◆ Exercise: Whenever a line in the data holds the string "below", copy that line.
########################################
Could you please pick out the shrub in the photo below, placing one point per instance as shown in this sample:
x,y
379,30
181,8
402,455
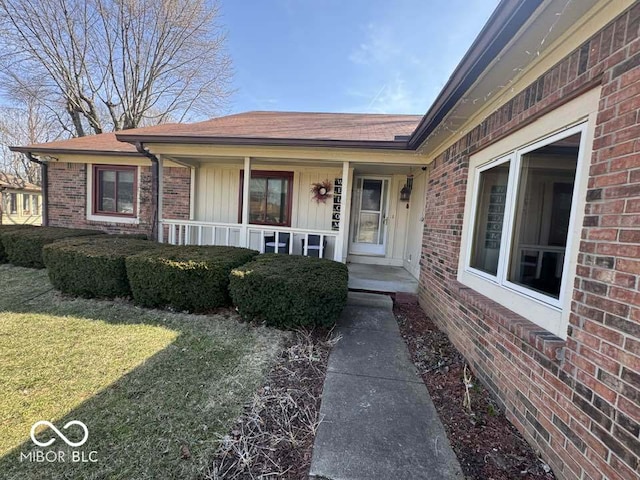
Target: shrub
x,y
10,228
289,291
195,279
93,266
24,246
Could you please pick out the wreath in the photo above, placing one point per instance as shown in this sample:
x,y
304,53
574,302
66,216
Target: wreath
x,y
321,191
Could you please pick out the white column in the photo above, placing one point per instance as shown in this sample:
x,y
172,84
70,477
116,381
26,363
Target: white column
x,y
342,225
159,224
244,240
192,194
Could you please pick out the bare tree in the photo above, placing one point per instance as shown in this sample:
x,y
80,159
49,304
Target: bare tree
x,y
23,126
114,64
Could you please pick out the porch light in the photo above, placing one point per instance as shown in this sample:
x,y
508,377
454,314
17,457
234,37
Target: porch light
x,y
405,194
########################################
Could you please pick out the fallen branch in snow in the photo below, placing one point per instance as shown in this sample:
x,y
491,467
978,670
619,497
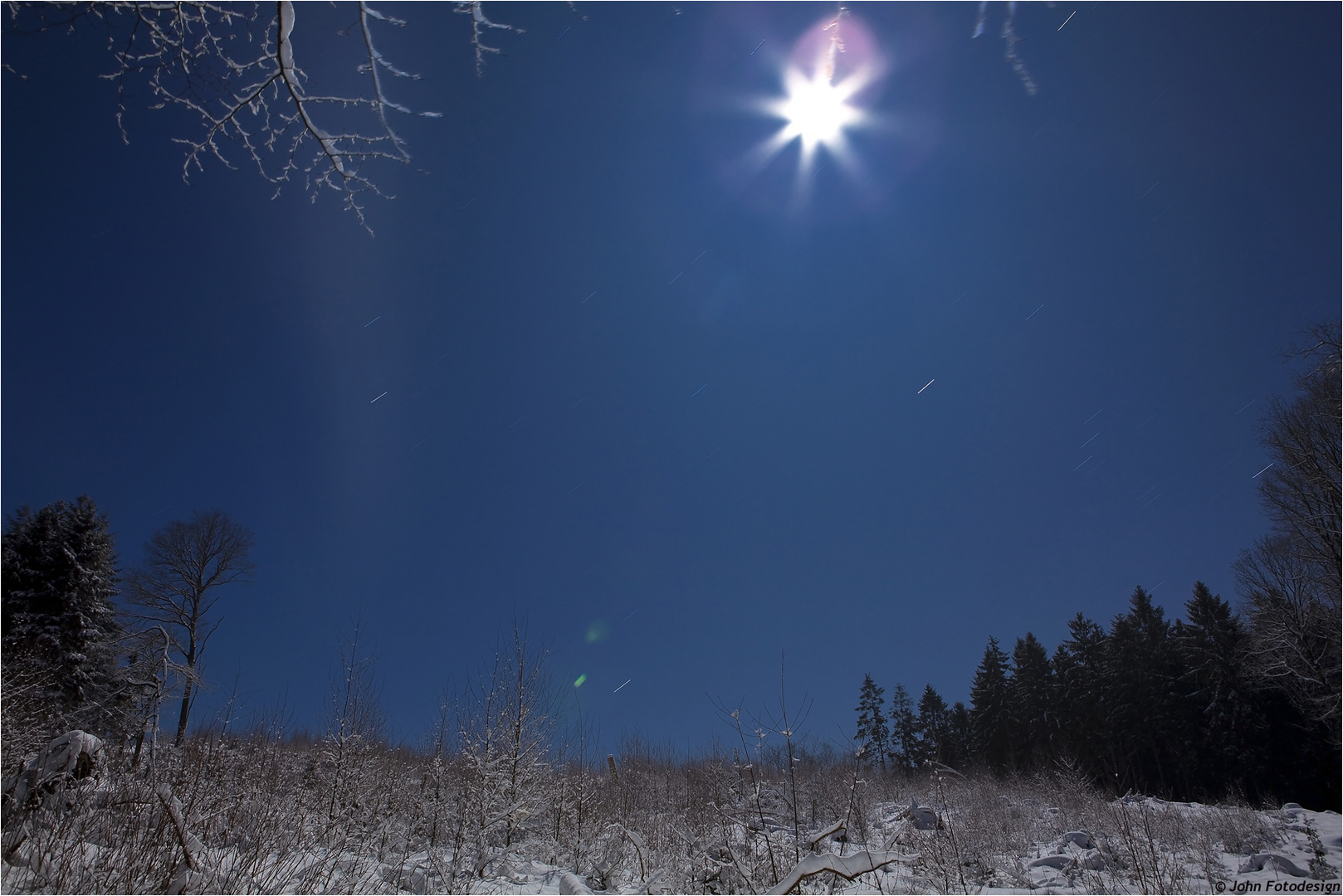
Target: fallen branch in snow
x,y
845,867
########################################
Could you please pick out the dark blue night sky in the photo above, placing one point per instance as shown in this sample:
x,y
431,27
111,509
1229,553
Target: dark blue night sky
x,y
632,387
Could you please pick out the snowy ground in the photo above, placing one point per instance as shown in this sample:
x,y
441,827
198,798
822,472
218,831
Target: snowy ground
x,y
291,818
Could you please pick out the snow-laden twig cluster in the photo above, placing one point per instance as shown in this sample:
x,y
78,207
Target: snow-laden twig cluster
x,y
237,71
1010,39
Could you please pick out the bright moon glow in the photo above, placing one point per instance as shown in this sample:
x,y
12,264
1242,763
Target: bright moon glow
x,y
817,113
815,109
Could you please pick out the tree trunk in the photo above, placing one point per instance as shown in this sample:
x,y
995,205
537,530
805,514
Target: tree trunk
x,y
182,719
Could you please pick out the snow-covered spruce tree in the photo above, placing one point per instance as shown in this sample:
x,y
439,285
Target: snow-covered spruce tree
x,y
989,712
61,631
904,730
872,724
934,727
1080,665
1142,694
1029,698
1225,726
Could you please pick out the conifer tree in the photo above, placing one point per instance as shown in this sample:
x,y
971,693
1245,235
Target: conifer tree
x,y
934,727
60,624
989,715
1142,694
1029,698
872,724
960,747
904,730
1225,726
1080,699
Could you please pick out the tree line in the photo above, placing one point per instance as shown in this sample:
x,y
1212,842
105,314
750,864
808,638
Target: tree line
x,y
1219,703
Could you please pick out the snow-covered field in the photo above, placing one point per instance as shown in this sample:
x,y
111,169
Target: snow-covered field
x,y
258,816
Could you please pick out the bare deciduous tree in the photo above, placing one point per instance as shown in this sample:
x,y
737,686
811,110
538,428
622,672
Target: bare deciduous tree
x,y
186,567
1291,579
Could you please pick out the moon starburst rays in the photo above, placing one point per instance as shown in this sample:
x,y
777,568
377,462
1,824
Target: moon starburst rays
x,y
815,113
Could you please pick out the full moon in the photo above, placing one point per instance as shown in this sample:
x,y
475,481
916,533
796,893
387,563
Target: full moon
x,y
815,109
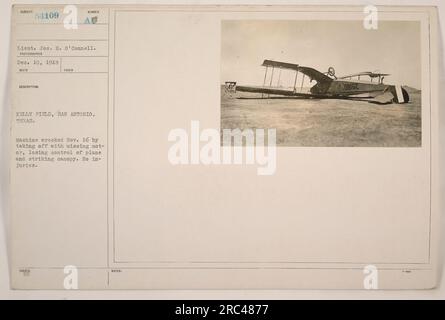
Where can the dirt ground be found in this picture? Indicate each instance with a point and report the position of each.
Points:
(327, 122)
########################################
◆ Exercise solution:
Could you please pick out the shrub in the photo below, placing one point per instance as shown in this sample:
Could you please pick out the fallen branch in snow in the photo below, placing one point per instance as shown in this sample:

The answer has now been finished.